◆ QUOTED TEXT
* start *
Photo by earl53 on Morgue File.
What is your very favorite holiday? Recount the specific memory or memories that have made that holiday special to you.
This is a toughy! It is hard for me to choose. For most of my life, Thanksgiving and Christmas would rank very close to one another. As I have gotten older, Easter has become more and more special to me as a believer in Christ. When it comes to memories though, I would say Thanksgiving and Christmas would rank at the top. I could easily choose either one and talk about memories surrounding both of them. But, I think I will choose the least obvious of the two and go with Thanksgiving.
* end *
◆ EXCERPTED DATA
* start *
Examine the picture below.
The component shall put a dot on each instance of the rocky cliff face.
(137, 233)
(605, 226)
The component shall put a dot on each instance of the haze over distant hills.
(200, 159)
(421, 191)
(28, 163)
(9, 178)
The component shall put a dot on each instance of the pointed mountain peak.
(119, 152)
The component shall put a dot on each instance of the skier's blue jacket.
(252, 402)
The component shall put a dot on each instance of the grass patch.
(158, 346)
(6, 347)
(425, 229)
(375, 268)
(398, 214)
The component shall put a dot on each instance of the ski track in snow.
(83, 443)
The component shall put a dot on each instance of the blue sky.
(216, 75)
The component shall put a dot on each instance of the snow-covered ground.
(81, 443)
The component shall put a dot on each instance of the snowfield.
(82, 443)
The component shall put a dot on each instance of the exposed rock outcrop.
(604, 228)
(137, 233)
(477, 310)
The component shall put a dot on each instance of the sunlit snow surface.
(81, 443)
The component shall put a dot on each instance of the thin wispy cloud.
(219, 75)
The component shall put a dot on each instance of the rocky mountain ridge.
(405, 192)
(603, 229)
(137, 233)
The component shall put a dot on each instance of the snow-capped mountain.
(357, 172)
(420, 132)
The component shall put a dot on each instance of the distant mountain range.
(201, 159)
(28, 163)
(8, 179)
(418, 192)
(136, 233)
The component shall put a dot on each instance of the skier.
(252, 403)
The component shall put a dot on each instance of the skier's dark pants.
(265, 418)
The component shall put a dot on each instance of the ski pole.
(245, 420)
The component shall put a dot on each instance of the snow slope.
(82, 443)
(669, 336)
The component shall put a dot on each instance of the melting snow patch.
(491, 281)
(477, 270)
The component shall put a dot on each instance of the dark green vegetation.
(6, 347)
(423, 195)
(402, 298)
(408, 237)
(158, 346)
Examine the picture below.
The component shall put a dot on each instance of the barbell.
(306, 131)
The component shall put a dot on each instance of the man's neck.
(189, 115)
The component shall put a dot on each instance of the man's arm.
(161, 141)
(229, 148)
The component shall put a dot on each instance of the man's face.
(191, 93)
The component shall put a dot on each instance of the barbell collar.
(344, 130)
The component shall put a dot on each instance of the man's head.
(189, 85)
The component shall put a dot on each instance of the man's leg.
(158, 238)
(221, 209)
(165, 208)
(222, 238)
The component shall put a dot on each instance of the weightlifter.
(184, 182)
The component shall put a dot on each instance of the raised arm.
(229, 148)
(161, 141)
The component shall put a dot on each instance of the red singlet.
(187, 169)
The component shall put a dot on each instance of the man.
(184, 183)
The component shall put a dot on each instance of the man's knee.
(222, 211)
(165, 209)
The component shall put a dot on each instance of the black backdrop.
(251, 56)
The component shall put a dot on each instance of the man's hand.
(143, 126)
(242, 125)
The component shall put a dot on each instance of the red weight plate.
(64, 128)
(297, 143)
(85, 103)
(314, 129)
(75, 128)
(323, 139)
* end *
◆ GOALS
1 > Duplicate everything in the holiday passage from "Photo by earl53" down to "special to you.".
2 > In the holiday passage, which holiday does the writer finally pick to write about?
3 > Can you resume the holiday passage after its final sentence, carrying on in the same voice?

◆ ANSWERS FOR THE TASKS
1 >
Photo by earl53 on Morgue File.
What is your very favorite holiday? Recount the specific memory or memories that have made that holiday special to you.

2 > Thanksgiving.

3 >
Why Thanksgiving over Christmas? Well, I don’t really think I am putting one above the other. As a believer, obviously Christmas means a great deal to me. As I said about Easter, as I have grown older, it means more and more to me . . . that is, it’s true meaning; the celebration of my Lord and Savior Jesus Christ. And, of course, I have lots of great memories about Christmas from my younger years. But, in all honesty, most of those memories would settle on gifts and toys and Santa visits. I’m not saying there is anything wrong with this, but I have grown a bit weary (again as I have aged) with the whole commercialism of Christmas. But, don’t fear, I am not going to rant about that!
So, I shall go with Thanksgiving, if for no other reason, I have very fond and warm memories of my family for this holiday.
I remember when I was a child, I would sleep over at my Nanny’s house on Thanksgiving eve. She would have already begun cooking some of the entrees for the upcoming mouth-watering, belly-bloating, pants-stretching feast! The house would spell of seasonal spices and delectable desserts (especially pecan pies)!
I was always antsy on that Wednesday night. It was almost, though not quite, like my excitement on Christmas Eve. She would tuck me into bed, or perhaps more realistically, would say, Timothy, it’s time to go to bed, good night, and then expect me to find the bed myself and tuck myself into it! But hey, this is my story, so I can remember it however I want!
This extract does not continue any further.